_WHAT IS BEING ASKED_
Transcribe all records exactly.
* * * * *
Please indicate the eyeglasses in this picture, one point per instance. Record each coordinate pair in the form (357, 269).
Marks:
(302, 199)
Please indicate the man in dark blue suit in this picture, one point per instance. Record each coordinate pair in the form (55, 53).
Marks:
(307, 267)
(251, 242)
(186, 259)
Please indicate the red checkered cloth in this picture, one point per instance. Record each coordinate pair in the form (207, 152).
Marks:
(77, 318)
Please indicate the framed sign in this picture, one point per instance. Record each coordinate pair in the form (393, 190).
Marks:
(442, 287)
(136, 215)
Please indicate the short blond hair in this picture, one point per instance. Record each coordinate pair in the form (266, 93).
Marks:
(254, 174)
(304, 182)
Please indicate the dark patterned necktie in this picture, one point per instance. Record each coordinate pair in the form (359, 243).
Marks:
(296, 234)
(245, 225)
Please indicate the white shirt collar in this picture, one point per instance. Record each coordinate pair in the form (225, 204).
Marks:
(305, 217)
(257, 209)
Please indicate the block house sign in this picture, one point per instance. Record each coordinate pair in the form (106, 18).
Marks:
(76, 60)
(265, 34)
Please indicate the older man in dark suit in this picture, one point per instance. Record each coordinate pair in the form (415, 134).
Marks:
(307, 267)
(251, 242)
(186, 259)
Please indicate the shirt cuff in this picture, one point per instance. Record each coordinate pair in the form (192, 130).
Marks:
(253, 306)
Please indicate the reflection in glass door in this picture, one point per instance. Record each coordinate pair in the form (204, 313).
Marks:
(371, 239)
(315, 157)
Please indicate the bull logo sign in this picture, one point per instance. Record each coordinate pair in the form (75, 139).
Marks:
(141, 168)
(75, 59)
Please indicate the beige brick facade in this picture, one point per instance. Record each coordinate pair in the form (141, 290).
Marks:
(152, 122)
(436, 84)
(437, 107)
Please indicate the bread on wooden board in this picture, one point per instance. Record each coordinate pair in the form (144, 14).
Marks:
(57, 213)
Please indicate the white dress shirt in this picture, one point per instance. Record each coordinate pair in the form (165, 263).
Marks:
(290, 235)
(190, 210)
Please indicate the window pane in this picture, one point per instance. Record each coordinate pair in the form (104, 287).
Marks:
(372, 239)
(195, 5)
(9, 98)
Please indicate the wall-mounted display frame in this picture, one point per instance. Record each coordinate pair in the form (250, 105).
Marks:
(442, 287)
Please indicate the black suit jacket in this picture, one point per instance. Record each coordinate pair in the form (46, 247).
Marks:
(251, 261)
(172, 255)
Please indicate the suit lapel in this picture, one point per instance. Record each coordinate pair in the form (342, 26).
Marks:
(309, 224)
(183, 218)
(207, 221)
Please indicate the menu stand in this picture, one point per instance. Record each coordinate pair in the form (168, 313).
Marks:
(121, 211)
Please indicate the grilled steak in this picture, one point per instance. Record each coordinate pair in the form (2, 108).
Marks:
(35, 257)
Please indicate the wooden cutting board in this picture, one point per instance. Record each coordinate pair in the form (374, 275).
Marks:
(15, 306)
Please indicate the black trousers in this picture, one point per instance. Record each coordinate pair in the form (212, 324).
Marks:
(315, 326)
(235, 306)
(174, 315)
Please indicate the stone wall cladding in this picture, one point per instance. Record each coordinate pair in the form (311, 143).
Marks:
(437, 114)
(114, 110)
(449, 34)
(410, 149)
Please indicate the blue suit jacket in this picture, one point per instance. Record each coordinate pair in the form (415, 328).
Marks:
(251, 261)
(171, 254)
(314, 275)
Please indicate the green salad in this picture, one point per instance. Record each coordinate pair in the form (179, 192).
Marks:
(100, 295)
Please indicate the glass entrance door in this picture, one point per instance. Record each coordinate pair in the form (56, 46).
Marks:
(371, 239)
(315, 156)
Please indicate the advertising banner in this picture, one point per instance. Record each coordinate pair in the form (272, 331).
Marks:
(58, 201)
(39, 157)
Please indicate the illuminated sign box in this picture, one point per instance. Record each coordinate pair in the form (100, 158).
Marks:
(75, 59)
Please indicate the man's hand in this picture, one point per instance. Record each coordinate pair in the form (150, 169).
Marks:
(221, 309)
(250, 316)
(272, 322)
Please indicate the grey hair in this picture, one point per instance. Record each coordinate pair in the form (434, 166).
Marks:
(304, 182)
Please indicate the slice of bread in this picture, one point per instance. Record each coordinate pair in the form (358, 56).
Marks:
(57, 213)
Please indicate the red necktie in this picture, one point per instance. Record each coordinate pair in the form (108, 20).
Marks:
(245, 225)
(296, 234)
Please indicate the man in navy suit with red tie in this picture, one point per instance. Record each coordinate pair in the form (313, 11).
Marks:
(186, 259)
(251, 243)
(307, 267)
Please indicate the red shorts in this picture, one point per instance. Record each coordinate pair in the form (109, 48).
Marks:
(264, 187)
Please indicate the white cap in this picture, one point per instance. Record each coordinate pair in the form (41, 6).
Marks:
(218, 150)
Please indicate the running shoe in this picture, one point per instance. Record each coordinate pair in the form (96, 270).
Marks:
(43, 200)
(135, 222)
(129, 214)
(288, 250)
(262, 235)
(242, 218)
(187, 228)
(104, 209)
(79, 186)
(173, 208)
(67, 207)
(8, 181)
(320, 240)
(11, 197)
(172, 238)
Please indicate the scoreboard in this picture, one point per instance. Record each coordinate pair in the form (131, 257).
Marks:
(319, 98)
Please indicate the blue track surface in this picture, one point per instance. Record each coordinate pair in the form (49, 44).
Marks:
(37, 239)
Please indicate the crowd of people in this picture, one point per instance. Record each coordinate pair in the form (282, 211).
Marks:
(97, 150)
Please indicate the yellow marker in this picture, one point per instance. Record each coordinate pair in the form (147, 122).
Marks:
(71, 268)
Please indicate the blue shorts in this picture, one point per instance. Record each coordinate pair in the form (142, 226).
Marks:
* * * * *
_TASK RESPONSE_
Please indicate the eyeglasses in this picture, one point per instance. Record each coordinate pair in the form (357, 269).
Marks:
(302, 199)
Please indicate the man in dark blue suit in this picture, one point per instance. Record each coordinate pair in the form (55, 53).
Marks:
(307, 267)
(251, 242)
(186, 259)
Please indicate the red checkered cloth in this picture, one point per instance. Record each coordinate pair in the form (207, 152).
Marks:
(77, 318)
Please indicate the framed sign in this picture, one point per instance. Record each coordinate pair in the form (393, 190).
Marks:
(442, 287)
(136, 215)
Please indicate the short blond hair in this picture, one point per instance. Record each coordinate pair in the form (266, 93).
Marks:
(254, 174)
(304, 182)
Please indicate the dark patterned necktie in this picture, one point per instance. Record each coordinate pair in the form (359, 243).
Marks:
(296, 234)
(245, 225)
Please indicate the white shirt collar in this picture, one point per instance. Record each coordinate pair in the form (225, 204).
Marks:
(305, 217)
(257, 209)
Please indicate the block house sign in this picture, one point per instance. Record each coordinate pair in the form (106, 18).
Marks:
(76, 60)
(265, 34)
Please indicate the older man in dark suit in this picture, one point per instance. Record each coordinate pair in the form (415, 134).
Marks:
(307, 267)
(251, 242)
(186, 259)
Please indicate the shirt cuff in this picture, one point per instance. Record each coordinate pair in the form (192, 130).
Marks:
(253, 306)
Please indicate the reflection in glass door in this picture, one point per instance. Record each coordinate pair in the form (204, 313).
Marks:
(371, 239)
(315, 157)
Please indicate the bull logo sign in this picture, one point per instance. Record each coordinate pair in the form (75, 139).
Marks:
(141, 168)
(75, 59)
Please indicate the beige brick facade in this picture, one point per instance. Record each coordinate pair in the form (141, 290).
Marks:
(152, 122)
(436, 84)
(437, 107)
Please indicate the bread on wooden board in this picture, one point per instance. Record each coordinate pair in the form (144, 14).
Marks:
(57, 213)
Please indicate the white dress shirt in this picture, one point per instance. Record each coordinate pair in the form (165, 263).
Marks:
(290, 235)
(190, 210)
Please indicate the window pane in this picture, one point per instance. Record each coordinate pair in the form (104, 287).
Marks:
(372, 239)
(195, 5)
(9, 98)
Please indicate the wall-mounted display frame in this picture, one point per instance. Record each coordinate pair in the form (250, 105).
Marks:
(442, 287)
Please indicate the black suit jacket in this picture, one point per instance. Record each coordinate pair in the form (46, 247).
Marks:
(251, 261)
(172, 255)
Please indicate the suit lapel in this picture, one point per instance. Record each coordinate pair in the form (342, 26).
Marks:
(309, 224)
(183, 218)
(207, 221)
Please indicate the menu stand in this picture, one point per instance. Record each coordinate pair in the form (168, 313).
Marks:
(121, 211)
Please indicate the grilled steak in this picture, one point per instance. Record each coordinate pair in the form (2, 108).
Marks:
(35, 257)
Please indicate the wooden cutting board in this picture, one point per instance. Record each coordinate pair in the form (374, 275).
Marks:
(15, 306)
Please indicate the black trousers in this picture, one point per instance. Record each coordinate pair in the form (212, 324).
Marks:
(315, 326)
(235, 306)
(174, 315)
Please indicate the stone wall cladding in this picture, one point per instance. Record each coordinate pair in the form (311, 143).
Marks:
(437, 114)
(114, 110)
(449, 34)
(410, 149)
Please indicate the blue suit jacket in this picture, one point per instance. Record each coordinate pair in the form (415, 328).
Marks:
(251, 261)
(171, 254)
(314, 275)
Please indicate the green salad in this picture, one point per instance. Record each coordinate pair in the form (179, 192).
Marks:
(100, 295)
Please indicate the glass entrance door in this picture, one point per instance. Record each coordinate pair in the form (56, 46).
Marks:
(371, 239)
(315, 156)
Please indicate the advertising banner in this picture, one point per instance. Record each coordinate pair in the form (272, 331).
Marks:
(58, 201)
(39, 157)
Please indicate the illuminated sign box in this picture, one point per instance. Record each coordinate pair in the form (100, 158).
Marks:
(75, 59)
Please indicate the man's hand in this picture, one point per instance. Record each coordinate pair in the form (150, 169).
Marks:
(221, 309)
(250, 316)
(272, 322)
Please indicate the grey hair in this picture, one point per instance. Record each coordinate pair in the form (434, 166).
Marks:
(304, 182)
Please indicate the slice of bread in this picture, one point per instance. Record each coordinate pair in the form (358, 56).
Marks:
(57, 213)
Please indicate the red necktie in this picture, one point per instance. Record each coordinate pair in the form (108, 20).
Marks:
(245, 225)
(296, 234)
Please indicate the man in navy suit with red tie in this picture, one point per instance. Record each coordinate pair in the form (313, 11).
Marks:
(186, 259)
(251, 243)
(307, 267)
Please indicate the red shorts in this picture, one point per instance. Record each coordinate pair in the form (109, 48).
Marks:
(264, 187)
Please indicate the white cap in this picture, one point per instance. Record each coordinate pair in the form (41, 6).
Marks:
(218, 150)
Please indicate the running shoe in this picture, one point per instance. Record each coordinate pair in the form (96, 270).
Marks:
(43, 200)
(135, 222)
(129, 214)
(288, 250)
(262, 235)
(242, 218)
(187, 228)
(104, 209)
(79, 186)
(173, 208)
(67, 207)
(8, 181)
(320, 240)
(11, 197)
(172, 238)
Please indicate the scoreboard in this picture, one point per instance. Record each coordinate pair in the form (131, 257).
Marks:
(319, 98)
Please indicate the blue track surface in this picture, one point per instance. Record each coordinate pair in the form (49, 44).
Marks:
(37, 239)
Please indicate the crowd of people in this picture, one point per instance. Record each coordinate pair in the form (282, 211).
Marks:
(97, 150)
Please indicate the yellow marker in this picture, one point per instance. Record each coordinate pair in the form (147, 122).
Marks:
(71, 268)
Please indicate the blue shorts in this picture, one point per instance. Record each coordinate pair in the form (142, 226).
Marks:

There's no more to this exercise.